**What to work on:** Could you transcribe the material below exactly, without leaving out a single line?
● ● ●
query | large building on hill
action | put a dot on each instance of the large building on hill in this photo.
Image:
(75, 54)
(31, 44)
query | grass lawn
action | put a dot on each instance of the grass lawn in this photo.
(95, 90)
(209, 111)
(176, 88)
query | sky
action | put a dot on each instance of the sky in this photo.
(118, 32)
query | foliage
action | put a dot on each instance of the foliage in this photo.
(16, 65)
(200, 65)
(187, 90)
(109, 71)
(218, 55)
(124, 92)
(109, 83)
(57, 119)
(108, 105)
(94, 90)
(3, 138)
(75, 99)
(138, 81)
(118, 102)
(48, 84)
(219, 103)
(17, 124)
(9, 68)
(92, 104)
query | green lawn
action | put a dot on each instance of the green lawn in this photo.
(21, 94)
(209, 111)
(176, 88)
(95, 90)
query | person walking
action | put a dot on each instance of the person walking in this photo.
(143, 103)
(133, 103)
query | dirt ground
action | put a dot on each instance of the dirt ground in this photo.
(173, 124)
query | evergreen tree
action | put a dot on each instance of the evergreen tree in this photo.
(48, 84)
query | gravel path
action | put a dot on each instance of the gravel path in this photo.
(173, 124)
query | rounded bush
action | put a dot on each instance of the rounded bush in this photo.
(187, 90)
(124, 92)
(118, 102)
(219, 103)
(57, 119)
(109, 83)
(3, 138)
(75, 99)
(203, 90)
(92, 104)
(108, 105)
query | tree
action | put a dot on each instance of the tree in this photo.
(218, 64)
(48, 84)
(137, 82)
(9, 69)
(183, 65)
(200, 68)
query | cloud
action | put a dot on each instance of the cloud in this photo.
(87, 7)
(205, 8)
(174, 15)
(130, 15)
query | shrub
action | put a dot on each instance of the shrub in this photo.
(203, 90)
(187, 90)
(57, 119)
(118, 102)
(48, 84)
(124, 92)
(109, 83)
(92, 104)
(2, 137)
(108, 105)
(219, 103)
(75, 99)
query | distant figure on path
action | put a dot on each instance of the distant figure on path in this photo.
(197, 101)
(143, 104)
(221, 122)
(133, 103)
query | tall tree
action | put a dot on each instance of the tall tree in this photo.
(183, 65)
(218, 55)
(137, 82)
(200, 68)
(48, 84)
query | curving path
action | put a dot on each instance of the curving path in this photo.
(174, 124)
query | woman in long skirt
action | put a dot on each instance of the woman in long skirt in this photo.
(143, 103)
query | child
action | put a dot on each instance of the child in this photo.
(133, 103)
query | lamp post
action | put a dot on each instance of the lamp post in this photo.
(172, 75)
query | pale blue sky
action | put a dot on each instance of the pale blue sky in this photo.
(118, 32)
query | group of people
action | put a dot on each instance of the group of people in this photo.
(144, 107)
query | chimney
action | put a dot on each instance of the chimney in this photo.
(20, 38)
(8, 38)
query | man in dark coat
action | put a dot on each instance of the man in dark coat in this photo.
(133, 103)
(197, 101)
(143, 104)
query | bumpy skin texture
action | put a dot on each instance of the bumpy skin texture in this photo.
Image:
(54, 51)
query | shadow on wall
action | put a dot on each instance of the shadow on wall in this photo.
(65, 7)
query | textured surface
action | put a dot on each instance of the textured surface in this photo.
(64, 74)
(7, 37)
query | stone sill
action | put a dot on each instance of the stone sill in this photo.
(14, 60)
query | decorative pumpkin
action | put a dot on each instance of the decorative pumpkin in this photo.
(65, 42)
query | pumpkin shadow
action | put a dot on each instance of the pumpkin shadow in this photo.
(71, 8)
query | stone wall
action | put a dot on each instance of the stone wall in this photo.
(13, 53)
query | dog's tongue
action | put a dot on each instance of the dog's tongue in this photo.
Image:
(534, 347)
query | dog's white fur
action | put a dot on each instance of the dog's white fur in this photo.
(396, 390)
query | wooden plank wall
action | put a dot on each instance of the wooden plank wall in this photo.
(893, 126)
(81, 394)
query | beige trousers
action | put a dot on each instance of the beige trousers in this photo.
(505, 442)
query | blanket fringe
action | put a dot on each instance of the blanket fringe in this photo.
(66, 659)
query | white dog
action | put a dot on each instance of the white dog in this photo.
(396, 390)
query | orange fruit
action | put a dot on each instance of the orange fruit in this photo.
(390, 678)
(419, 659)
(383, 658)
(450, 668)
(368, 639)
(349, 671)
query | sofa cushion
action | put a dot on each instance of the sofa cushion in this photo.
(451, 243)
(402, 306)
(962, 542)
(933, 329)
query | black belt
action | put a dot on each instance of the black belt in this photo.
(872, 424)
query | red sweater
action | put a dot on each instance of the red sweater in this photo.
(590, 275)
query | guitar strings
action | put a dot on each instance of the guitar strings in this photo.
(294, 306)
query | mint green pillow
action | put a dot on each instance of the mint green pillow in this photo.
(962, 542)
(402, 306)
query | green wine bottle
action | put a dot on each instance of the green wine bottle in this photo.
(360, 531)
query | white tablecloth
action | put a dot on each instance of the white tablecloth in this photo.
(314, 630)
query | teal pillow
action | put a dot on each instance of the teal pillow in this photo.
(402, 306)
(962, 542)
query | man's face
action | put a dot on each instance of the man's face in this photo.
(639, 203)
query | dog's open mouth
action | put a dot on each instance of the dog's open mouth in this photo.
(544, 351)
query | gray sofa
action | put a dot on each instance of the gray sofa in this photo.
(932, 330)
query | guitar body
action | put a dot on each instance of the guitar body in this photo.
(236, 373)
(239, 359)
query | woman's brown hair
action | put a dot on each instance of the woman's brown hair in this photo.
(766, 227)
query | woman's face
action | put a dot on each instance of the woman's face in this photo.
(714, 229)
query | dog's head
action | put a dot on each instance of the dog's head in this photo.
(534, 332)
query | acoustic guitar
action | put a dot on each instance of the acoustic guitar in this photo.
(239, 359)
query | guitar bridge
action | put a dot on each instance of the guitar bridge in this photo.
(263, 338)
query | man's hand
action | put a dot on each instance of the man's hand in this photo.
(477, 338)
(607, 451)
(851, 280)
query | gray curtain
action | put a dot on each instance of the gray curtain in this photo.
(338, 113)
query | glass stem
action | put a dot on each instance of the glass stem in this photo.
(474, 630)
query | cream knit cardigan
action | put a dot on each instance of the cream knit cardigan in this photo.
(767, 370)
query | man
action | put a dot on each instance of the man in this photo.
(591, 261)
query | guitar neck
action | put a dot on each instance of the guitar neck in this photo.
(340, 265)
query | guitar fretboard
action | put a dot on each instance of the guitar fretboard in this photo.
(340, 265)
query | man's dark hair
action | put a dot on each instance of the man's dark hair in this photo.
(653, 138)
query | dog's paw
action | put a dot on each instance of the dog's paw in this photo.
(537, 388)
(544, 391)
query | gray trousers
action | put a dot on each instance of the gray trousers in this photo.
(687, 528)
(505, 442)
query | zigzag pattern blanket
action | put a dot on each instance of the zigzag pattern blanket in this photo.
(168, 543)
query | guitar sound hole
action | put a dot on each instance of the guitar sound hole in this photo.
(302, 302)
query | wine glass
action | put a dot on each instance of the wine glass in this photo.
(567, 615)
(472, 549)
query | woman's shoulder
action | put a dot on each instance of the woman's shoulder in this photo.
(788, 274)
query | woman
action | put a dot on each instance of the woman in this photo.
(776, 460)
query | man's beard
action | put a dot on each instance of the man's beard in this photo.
● ● ●
**Answer to the task:**
query | large building on hill
action | put a dot on each instance of the large building on hill in this photo.
Image:
(75, 54)
(31, 44)
query | grass lawn
action | put a dot on each instance of the grass lawn in this photo.
(95, 90)
(209, 111)
(176, 88)
query | sky
action | put a dot on each instance of the sky in this photo.
(118, 32)
query | foliage
action | put a dot on each instance of the foliage in this photo.
(16, 65)
(200, 65)
(187, 90)
(109, 71)
(218, 55)
(124, 92)
(109, 83)
(57, 119)
(108, 105)
(94, 90)
(3, 138)
(75, 99)
(138, 81)
(118, 102)
(48, 84)
(219, 103)
(17, 124)
(9, 68)
(92, 104)
query | green lawn
action | put a dot on each instance of the green lawn in this photo.
(21, 94)
(209, 111)
(176, 88)
(95, 90)
query | person walking
action | put a dot on each instance of the person walking in this photo.
(143, 103)
(133, 103)
query | dirt ground
action | put a dot on each instance of the dirt ground in this photo.
(173, 124)
query | evergreen tree
action | put a dot on each instance of the evergreen tree in this photo.
(48, 84)
query | gravel path
action | put a dot on each instance of the gravel path in this photo.
(173, 124)
query | rounded bush
action | put a dot on each instance of the rounded bush in this photo.
(187, 90)
(124, 92)
(118, 102)
(219, 103)
(57, 119)
(109, 83)
(3, 138)
(75, 99)
(203, 90)
(92, 104)
(108, 105)
query | tree
action | put a dot on each instance of the tree in this photo.
(218, 64)
(48, 84)
(137, 82)
(9, 69)
(183, 65)
(200, 68)
query | cloud
action | put a dot on each instance of the cloud in this photo.
(87, 7)
(205, 8)
(174, 15)
(130, 15)
query | shrub
action | put a dot on each instance of the shrub in this photo.
(203, 90)
(187, 90)
(57, 119)
(118, 102)
(48, 84)
(124, 92)
(109, 83)
(92, 104)
(2, 137)
(108, 105)
(219, 103)
(75, 99)
query | distant figure on path
action | put a dot on each instance of the distant figure on path in this photo.
(197, 101)
(143, 104)
(221, 122)
(133, 103)
query | tall tree
action | put a dot on each instance of the tall tree in this photo.
(183, 65)
(218, 55)
(137, 82)
(200, 68)
(48, 84)
query | curving path
action | put a dot on each instance of the curving path in this photo.
(174, 124)
query | woman in long skirt
action | put a dot on each instance of the woman in long skirt in this photo.
(143, 103)
query | child
action | put a dot on each instance of the child in this photo.
(133, 103)
query | lamp post
action | put a dot on each instance of the lamp post in this photo.
(172, 75)
query | pale blue sky
action | put a dot on each instance of the pale blue sky in this photo.
(118, 32)
query | group of people
action | put a dot on each instance of the group of people in this photo.
(144, 107)
query | chimney
action | put a dot on each instance of the chimney in this photo.
(20, 38)
(8, 38)
query | man in dark coat
action | put a dot on each instance of the man in dark coat in this photo.
(133, 103)
(197, 101)
(143, 104)
query | bumpy skin texture
action | put a dot on each instance of the bumpy skin texture in this photo.
Image:
(54, 51)
query | shadow on wall
action | put a dot on each instance of the shadow on wall in this photo.
(65, 7)
query | textured surface
action | put a dot on each instance of the textured surface in this photo.
(64, 74)
(7, 37)
query | stone sill
action | put a dot on each instance of the stone sill in this photo.
(14, 60)
query | decorative pumpkin
action | put a dot on each instance of the decorative pumpkin in this photo.
(65, 42)
query | pumpkin shadow
action | put a dot on each instance of the pumpkin shadow in this photo.
(71, 8)
query | stone wall
action | put a dot on each instance of the stone wall in this photo.
(13, 53)
query | dog's tongue
action | put a dot on each instance of the dog's tongue in this photo.
Image:
(534, 347)
query | dog's white fur
action | put a dot on each instance of the dog's white fur in this photo.
(396, 390)
query | wooden plank wall
action | put a dot on each instance of the wooden plank wall in this photo.
(893, 126)
(81, 394)
query | beige trousers
action | put a dot on each instance of the beige trousers in this photo.
(505, 442)
query | blanket fringe
action | put a dot on each instance of the blanket fringe in this photo.
(66, 659)
query | white dog
action | put a dot on each instance of the white dog in this photo.
(396, 390)
query | orange fruit
action | put a dot on each instance of the orange fruit in this photo.
(390, 678)
(419, 659)
(383, 658)
(450, 668)
(368, 639)
(349, 671)
query | sofa cushion
action | put a dot on each instance of the sofa cushion in this photo.
(451, 243)
(402, 306)
(962, 542)
(933, 329)
query | black belt
action | put a dot on each instance of the black belt in this photo.
(872, 424)
query | red sweater
action | put a dot on each instance of the red sweater in this photo.
(590, 275)
query | guitar strings
action | put a dot on each instance of the guitar strings in this photo.
(294, 306)
query | mint green pillow
action | put a dot on each instance of the mint green pillow in this photo.
(962, 542)
(402, 306)
query | green wine bottle
action | put a dot on each instance of the green wine bottle in this photo.
(360, 531)
query | white tablecloth
action | put a dot on each instance of the white tablecloth in this photo.
(314, 630)
query | teal pillow
action | put a dot on each instance of the teal pillow in this photo.
(402, 306)
(962, 542)
query | man's face
action | put a dot on each instance of the man's face in this photo.
(639, 203)
query | dog's open mouth
action | put a dot on each instance of the dog's open mouth in this photo.
(544, 351)
query | gray sofa
action | put a dot on each instance of the gray sofa in this photo.
(932, 330)
query | guitar body
action | put a dot on each instance of the guitar body in this photo.
(236, 373)
(239, 359)
query | woman's brown hair
action | put a dot on each instance of the woman's brown hair in this photo.
(766, 227)
query | woman's face
action | put a dot on each instance of the woman's face in this photo.
(714, 229)
query | dog's head
action | put a dot on each instance of the dog's head in this photo.
(534, 332)
query | acoustic guitar
action | put a dot on each instance of the acoustic guitar in this photo.
(239, 359)
query | guitar bridge
action | put a dot on each instance of the guitar bridge in this photo.
(263, 338)
query | man's hand
action | put a dot on each instance of the man's hand in this photo.
(477, 338)
(607, 451)
(851, 280)
query | gray curtain
action | put a dot on each instance of the gray curtain in this photo.
(338, 113)
query | glass stem
action | put a dot on each instance of the glass stem in this photo.
(474, 630)
query | cream knit cardigan
action | put a dot on each instance of the cream knit cardigan in this photo.
(767, 370)
query | man
action | put a dot on each instance of the man in this photo.
(591, 261)
query | guitar neck
action | put a dot on each instance of the guitar neck in this photo.
(340, 265)
query | guitar fretboard
action | put a dot on each instance of the guitar fretboard in this photo.
(340, 265)
query | man's dark hair
action | put a dot on each instance of the man's dark hair in this photo.
(653, 138)
query | dog's paw
action | put a dot on each instance of the dog's paw in this photo.
(537, 388)
(544, 391)
query | gray trousers
action | put a dot on each instance of the gray trousers in this photo.
(687, 528)
(505, 442)
query | zigzag pattern blanket
action | put a dot on each instance of the zigzag pattern blanket in this photo.
(168, 543)
query | guitar sound hole
action | put a dot on each instance of the guitar sound hole in this photo.
(302, 302)
query | wine glass
action | put a dot on each instance of the wine glass in this photo.
(567, 615)
(472, 549)
query | woman's shoulder
action | put a dot on each instance of the woman's shoulder in this photo.
(788, 274)
query | woman
action | put a dot on each instance of the woman in this photo.
(776, 460)
query | man's beard
action | put a dot on each instance of the man's beard in this photo.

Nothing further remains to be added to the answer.